SOURCE TEXT:
========================================================================

How to Fix Your Credit Report in 3 Months or Less
A woman organizing financial documents and receipts on the floor. Photo Credit David Sacks/Digital Vision/Getty Images

A poor credit report can make your financial life difficult. Unfortunately, there is no easy fix when it comes to improving your credit report. You will need to develop healthier spending habits and learn to manage your finances better. While you cannot erase negative information from your credit report that is accurate, you can take steps to improve your credit report within just three months. Although it takes time to repair a credit card, it is possible to begin seeing some improvement on your credit score in three months.

Step 1

Keep in mind that the only legitimate way to repair your credit is to do it yourself. Do not fall victim to services that charge a fee for helping you. Credit help services often claim that they can improve your credit report and even remove negative information. Maxine Sweet, public education specialist for the Experian Credit Reporting Agency, warns consumers that they can repair their credit on their own and that companies charging a fee to remove negative accounts are usually scams.

Step 2

Order a copy of your credit report and take a careful look at it (see Resources). It is not uncommon for inaccurate information to be reported. For example, an account that has been paid in full might be listed as delinquent. Another inaccuracy that appears frequently on credit reports is an outstanding balance listed for a credit account that has since been paid in full. Highlight any information on your credit report that you think is incorrect.

Step 3

Submit a dispute for any information on your credit report that you know is inaccurate. Gather all supporting documents you have to prove your point. Look for letters from creditors that state your account was paid in full, in addition to payment receipts or bank account statements showing payments were made. The credit-reporting agency is responsible for investigating disputes. If the agency finds in your favor, the inaccurate details will be removed from your account.

Step 4

Pay every bill that you have on time each month. Never pay less than the minimum payment due or your account will still be labeled as delinquent. Making payment on a balance earlier in the month can decrease how much you pay in interest or finance charges. Paying before the next billing date can decrease the amount a creditor reports to the credit-reporting agency that month, which may help to raise your score.

Step 5

Contact creditors to make payment arrangements for accounts that are delinquent or those that have been charged off. Ask if your payoff amount or payment arrangement can be accepted as payment in full. Some creditors are willing to update your credit report to reflect payment as being made in full if you agree to a reasonable payoff arrangement. Most creditors are willing to negotiate a payment amount you can realistically afford to pay.

Step 6

Apply any extra cash you have to credit cards that are at or near their spending limits. When you max out your credit cards, it reflects poorly on both your credit report and credit score. Pay down on some of the credit cards with the highest balances to free up some of your available credit. Creditors are keenly interested in how much of your available credit you actually use. You can use your credit card accounts regularly, but do not charge more than 30 percent of the available limit.

========================================================================

ENTRIES SUPPLIED:

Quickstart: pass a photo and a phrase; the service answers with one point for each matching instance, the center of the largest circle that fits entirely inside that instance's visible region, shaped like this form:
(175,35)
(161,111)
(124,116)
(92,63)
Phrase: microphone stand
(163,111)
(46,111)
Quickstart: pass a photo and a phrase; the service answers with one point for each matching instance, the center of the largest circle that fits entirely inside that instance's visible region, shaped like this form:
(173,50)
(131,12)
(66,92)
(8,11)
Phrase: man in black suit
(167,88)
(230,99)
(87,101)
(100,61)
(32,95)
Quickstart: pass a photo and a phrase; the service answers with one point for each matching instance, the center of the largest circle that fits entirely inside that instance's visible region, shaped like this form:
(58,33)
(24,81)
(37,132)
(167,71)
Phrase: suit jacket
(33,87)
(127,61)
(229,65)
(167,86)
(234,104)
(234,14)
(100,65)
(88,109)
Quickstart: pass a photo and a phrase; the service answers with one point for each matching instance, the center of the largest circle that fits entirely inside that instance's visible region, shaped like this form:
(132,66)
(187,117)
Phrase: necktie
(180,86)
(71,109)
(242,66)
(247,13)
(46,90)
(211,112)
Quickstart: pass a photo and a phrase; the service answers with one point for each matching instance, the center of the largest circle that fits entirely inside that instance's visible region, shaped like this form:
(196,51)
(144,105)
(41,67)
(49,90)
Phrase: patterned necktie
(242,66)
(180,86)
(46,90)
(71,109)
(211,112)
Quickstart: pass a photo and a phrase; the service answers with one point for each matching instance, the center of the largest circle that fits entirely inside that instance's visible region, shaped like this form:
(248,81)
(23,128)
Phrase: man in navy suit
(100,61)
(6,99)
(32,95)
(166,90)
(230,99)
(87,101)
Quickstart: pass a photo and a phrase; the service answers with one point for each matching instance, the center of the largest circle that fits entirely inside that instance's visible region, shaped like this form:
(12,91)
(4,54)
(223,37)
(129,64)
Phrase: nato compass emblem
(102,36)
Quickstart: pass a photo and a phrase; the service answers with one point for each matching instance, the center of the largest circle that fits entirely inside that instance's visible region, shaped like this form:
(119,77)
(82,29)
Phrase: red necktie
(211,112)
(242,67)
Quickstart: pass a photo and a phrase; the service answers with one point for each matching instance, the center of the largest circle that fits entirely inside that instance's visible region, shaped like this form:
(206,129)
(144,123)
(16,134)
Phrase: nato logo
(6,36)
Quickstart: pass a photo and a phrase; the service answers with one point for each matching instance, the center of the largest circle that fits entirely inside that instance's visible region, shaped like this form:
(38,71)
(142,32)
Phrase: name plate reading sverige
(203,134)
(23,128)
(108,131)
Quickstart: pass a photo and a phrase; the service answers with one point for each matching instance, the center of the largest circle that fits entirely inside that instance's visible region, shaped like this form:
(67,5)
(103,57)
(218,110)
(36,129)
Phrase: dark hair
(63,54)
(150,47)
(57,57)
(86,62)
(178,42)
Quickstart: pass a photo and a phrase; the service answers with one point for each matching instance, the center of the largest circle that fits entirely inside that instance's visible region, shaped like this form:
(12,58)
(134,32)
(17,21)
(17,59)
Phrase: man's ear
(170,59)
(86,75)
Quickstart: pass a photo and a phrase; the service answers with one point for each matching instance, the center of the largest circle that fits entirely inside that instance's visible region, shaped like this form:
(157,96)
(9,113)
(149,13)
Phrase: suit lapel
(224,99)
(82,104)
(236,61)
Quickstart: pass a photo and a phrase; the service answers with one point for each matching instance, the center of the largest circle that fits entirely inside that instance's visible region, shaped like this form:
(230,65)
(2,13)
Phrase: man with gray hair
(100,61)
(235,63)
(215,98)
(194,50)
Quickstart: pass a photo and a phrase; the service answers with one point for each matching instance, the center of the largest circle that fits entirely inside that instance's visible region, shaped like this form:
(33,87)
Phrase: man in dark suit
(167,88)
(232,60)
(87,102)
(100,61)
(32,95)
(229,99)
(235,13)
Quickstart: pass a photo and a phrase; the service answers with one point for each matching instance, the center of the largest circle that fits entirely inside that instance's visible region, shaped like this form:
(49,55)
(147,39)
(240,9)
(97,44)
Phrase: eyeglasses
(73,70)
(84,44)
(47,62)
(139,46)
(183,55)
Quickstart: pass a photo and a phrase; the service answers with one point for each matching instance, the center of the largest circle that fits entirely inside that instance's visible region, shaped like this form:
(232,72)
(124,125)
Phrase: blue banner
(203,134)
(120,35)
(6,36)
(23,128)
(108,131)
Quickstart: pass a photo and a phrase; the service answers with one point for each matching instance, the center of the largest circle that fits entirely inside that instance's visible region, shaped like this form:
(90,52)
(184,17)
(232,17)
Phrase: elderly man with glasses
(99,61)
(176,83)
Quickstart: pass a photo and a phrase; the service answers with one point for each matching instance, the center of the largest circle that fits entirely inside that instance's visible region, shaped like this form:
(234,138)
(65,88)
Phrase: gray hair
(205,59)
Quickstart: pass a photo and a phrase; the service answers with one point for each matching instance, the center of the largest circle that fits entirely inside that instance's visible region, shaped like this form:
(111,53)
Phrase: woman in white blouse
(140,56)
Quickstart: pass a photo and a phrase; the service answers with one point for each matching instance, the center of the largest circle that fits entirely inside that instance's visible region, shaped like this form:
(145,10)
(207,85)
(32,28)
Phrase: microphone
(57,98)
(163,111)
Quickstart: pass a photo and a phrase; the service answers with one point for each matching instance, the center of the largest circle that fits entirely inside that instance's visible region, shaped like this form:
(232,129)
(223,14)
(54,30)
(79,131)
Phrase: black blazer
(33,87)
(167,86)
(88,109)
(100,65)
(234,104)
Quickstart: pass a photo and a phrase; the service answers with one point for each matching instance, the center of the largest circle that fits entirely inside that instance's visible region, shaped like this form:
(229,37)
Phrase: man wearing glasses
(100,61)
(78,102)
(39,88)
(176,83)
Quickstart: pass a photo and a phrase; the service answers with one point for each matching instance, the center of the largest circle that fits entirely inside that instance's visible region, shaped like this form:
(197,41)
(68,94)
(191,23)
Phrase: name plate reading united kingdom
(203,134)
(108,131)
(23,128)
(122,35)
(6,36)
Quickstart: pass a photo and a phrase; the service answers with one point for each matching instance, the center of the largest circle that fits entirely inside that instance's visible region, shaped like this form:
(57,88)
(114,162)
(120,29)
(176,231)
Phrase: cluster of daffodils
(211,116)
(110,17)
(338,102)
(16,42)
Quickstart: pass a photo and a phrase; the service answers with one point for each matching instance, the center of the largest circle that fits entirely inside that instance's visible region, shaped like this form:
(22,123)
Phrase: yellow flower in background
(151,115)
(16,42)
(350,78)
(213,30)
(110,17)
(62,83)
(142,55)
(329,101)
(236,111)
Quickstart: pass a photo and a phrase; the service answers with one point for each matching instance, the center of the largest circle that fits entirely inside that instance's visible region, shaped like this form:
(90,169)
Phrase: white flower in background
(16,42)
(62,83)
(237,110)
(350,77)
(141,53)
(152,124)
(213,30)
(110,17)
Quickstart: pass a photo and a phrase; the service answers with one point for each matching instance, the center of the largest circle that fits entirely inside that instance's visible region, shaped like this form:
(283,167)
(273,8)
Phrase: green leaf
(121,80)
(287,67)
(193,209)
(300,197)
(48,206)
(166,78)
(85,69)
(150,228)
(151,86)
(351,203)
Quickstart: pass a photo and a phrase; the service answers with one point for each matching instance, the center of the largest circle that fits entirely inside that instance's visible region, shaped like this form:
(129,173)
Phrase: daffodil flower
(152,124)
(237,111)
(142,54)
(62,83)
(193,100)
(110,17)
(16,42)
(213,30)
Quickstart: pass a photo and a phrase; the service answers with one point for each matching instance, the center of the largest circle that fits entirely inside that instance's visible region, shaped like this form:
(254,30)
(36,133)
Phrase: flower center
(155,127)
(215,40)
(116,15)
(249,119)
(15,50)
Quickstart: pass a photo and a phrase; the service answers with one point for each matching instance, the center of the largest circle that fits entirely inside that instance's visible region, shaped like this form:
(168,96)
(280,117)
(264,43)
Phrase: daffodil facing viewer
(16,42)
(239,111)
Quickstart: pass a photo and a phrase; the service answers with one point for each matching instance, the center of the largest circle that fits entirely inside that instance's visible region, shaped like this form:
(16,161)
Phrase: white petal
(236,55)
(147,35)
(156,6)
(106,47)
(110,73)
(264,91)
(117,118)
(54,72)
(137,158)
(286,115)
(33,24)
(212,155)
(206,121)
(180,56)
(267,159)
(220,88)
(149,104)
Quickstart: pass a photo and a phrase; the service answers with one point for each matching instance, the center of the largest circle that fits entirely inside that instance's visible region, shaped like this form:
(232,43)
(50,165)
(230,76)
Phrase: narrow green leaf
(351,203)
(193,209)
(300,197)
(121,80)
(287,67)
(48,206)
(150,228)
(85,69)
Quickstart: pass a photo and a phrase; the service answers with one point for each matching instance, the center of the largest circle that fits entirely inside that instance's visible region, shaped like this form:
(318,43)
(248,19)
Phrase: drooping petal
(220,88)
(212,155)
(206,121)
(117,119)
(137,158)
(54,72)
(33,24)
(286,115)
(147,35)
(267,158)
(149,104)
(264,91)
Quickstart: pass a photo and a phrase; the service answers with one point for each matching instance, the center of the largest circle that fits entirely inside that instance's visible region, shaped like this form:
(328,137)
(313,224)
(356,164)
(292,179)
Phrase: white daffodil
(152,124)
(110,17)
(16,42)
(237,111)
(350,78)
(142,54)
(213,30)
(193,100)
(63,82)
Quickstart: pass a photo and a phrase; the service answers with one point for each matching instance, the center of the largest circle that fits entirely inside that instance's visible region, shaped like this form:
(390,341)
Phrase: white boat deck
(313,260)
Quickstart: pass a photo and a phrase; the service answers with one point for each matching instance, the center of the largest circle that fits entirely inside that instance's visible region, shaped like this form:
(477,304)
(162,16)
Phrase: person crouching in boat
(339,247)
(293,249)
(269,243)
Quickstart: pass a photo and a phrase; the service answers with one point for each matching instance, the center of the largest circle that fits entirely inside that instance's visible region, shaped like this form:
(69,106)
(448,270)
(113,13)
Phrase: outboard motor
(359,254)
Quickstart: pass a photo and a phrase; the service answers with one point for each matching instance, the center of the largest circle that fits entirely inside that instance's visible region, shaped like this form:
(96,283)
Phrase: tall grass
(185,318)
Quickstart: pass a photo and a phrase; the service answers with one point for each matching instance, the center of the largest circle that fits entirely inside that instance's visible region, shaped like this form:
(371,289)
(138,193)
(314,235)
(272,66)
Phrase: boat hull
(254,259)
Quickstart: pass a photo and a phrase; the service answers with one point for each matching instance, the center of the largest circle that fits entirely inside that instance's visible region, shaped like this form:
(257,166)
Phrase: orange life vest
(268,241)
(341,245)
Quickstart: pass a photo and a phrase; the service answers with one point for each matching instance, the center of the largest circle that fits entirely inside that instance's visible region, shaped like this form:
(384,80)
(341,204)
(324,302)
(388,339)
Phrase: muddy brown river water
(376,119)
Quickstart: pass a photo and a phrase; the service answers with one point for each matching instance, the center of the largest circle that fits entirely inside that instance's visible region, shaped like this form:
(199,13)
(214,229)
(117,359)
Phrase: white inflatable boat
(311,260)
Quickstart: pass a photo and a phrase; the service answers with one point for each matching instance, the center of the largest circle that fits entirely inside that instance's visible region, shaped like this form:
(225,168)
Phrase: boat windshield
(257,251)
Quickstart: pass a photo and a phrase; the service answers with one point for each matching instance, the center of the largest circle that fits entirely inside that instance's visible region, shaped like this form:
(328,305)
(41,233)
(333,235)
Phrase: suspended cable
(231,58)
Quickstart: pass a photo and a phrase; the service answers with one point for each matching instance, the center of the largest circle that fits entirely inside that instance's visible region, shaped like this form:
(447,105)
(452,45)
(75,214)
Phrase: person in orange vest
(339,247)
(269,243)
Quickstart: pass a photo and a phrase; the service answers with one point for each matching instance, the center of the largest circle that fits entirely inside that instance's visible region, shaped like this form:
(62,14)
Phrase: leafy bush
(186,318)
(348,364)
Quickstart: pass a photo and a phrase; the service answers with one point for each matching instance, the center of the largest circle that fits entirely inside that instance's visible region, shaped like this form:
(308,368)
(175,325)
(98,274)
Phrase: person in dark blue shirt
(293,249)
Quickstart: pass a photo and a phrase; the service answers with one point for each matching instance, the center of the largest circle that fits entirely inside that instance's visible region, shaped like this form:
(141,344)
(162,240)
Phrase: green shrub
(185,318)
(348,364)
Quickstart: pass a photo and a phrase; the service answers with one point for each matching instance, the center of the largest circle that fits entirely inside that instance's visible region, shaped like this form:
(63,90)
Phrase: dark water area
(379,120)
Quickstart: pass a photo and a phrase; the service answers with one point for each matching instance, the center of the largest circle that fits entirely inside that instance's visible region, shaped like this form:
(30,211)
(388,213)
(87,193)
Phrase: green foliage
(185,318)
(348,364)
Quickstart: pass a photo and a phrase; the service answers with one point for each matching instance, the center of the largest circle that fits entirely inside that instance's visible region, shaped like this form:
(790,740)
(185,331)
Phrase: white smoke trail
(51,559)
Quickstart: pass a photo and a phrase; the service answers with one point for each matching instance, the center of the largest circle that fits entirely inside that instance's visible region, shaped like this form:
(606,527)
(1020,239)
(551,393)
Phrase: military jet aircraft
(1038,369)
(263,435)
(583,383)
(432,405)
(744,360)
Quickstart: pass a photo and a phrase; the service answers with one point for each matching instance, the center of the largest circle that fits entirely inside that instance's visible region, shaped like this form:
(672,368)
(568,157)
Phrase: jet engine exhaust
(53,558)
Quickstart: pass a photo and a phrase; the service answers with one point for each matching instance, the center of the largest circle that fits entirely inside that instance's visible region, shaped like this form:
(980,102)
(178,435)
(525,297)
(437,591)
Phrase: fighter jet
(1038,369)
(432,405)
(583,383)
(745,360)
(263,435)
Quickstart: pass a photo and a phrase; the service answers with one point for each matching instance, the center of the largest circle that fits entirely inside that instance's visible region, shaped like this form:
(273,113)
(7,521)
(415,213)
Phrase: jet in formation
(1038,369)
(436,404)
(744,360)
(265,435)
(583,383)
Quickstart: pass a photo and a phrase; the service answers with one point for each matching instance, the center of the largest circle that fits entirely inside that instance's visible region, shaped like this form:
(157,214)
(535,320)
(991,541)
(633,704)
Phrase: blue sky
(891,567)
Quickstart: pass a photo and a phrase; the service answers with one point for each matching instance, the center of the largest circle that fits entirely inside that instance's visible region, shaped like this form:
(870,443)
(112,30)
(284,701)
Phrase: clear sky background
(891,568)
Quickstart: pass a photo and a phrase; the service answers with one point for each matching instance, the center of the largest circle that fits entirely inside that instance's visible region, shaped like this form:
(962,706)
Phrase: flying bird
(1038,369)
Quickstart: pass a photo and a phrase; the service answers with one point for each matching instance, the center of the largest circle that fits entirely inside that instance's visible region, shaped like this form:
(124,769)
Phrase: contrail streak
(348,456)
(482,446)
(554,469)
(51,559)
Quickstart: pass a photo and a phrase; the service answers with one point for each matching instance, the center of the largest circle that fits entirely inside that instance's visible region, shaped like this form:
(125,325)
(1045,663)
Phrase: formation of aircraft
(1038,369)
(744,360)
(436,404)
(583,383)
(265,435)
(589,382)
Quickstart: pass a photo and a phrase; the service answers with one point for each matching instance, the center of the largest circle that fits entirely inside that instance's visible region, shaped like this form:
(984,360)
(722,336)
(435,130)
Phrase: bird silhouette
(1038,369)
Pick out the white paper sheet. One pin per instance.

========================================================================

EXERCISE: In the credit report guide, what share of a card's available limit should you stay under when charging?

THE OUTPUT: 30 percent of the available limit.